Starting at the line containing "Consider the photo above. For every instance of the waterfall" and ending with the last line of the material, write every line again, requests included, and offset each coordinate in the answers by adding 135 to it.

[Items listed in a dataset]
****************

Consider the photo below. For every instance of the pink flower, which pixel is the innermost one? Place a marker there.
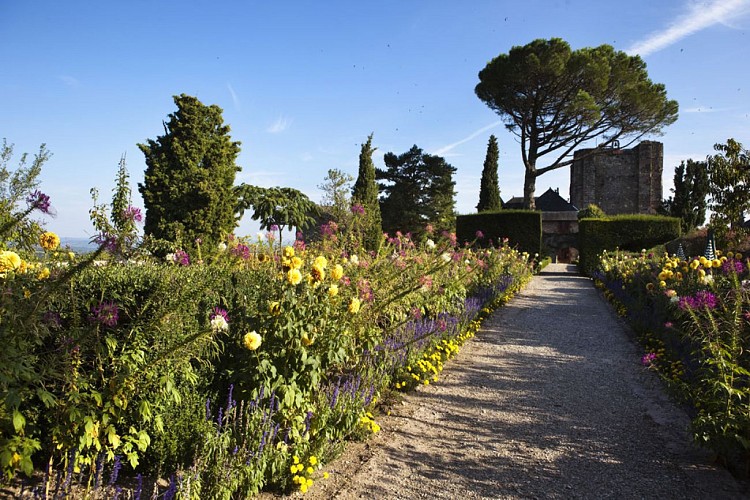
(648, 359)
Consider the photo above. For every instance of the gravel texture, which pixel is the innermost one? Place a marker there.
(549, 400)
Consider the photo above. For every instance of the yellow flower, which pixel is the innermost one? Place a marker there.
(354, 305)
(49, 241)
(9, 261)
(294, 277)
(252, 340)
(337, 272)
(318, 273)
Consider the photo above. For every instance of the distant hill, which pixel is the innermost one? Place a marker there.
(78, 245)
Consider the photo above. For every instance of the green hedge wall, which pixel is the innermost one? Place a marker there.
(523, 228)
(626, 232)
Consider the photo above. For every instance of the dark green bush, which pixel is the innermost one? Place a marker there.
(522, 228)
(626, 232)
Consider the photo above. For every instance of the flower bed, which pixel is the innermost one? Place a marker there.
(692, 317)
(241, 369)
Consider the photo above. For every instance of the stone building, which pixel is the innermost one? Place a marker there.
(619, 181)
(559, 224)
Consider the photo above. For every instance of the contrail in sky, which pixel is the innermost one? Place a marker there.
(447, 148)
(697, 18)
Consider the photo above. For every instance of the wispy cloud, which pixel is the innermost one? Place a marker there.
(704, 109)
(69, 80)
(699, 16)
(235, 99)
(442, 151)
(281, 124)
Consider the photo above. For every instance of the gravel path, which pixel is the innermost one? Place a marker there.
(548, 401)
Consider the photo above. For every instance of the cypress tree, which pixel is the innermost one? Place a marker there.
(489, 192)
(188, 189)
(365, 193)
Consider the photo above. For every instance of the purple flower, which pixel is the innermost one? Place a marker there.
(39, 201)
(133, 213)
(218, 311)
(181, 257)
(702, 298)
(732, 266)
(115, 470)
(106, 313)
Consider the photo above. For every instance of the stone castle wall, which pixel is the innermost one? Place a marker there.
(619, 181)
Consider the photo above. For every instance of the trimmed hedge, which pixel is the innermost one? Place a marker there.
(626, 232)
(523, 228)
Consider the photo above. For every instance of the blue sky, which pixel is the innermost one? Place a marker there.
(302, 84)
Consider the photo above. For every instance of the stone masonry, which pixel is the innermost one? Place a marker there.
(619, 181)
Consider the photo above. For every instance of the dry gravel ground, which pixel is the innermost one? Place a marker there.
(548, 401)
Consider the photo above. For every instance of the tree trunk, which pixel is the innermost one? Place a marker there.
(529, 187)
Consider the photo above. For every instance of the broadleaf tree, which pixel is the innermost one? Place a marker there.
(555, 99)
(489, 190)
(729, 181)
(365, 193)
(188, 189)
(690, 190)
(417, 189)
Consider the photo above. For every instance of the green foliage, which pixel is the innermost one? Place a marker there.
(555, 99)
(626, 232)
(521, 228)
(592, 211)
(690, 194)
(117, 223)
(18, 186)
(365, 193)
(336, 200)
(280, 207)
(489, 191)
(190, 170)
(691, 317)
(729, 179)
(418, 190)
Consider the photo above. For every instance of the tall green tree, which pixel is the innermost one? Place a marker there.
(690, 199)
(555, 99)
(729, 181)
(190, 170)
(417, 189)
(489, 191)
(18, 188)
(365, 193)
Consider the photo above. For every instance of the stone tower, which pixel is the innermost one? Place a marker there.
(619, 181)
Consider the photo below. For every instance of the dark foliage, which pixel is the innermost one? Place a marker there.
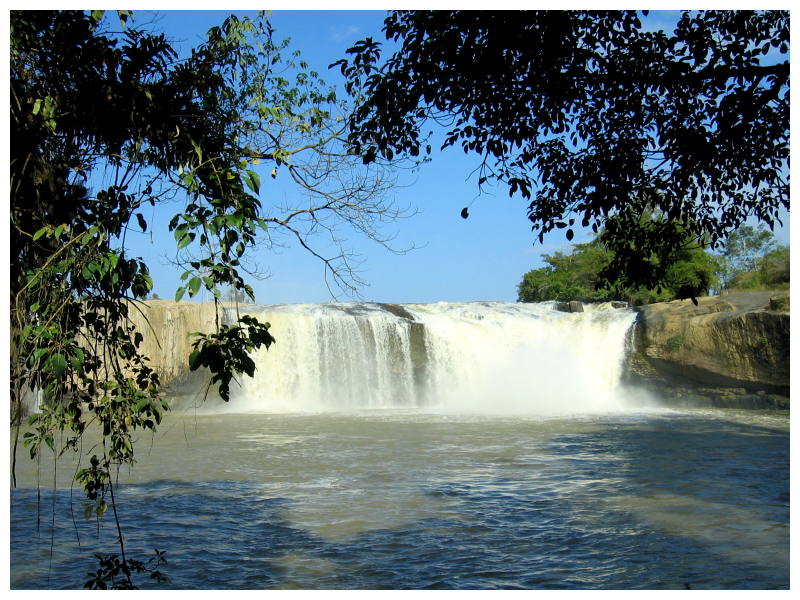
(594, 118)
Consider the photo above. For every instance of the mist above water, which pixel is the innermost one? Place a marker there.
(485, 357)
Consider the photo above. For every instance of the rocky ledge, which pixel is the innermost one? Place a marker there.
(728, 351)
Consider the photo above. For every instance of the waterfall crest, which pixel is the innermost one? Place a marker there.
(489, 357)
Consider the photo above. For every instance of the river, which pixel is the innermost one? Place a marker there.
(449, 445)
(648, 499)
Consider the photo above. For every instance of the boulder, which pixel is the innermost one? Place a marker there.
(730, 350)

****************

◆ **ANSWER TO THE TASK**:
Consider the photo above. For every instance of the waterfall crest, which pixel is the innermost one? Place a marker there.
(624, 492)
Consider the photo above. For every instance of the river, which pixel is the innermost one? Place a marker there.
(584, 580)
(783, 634)
Consider the photo above. For every instance of the boulder, which pixel is the innermost one? Place a marker there.
(865, 485)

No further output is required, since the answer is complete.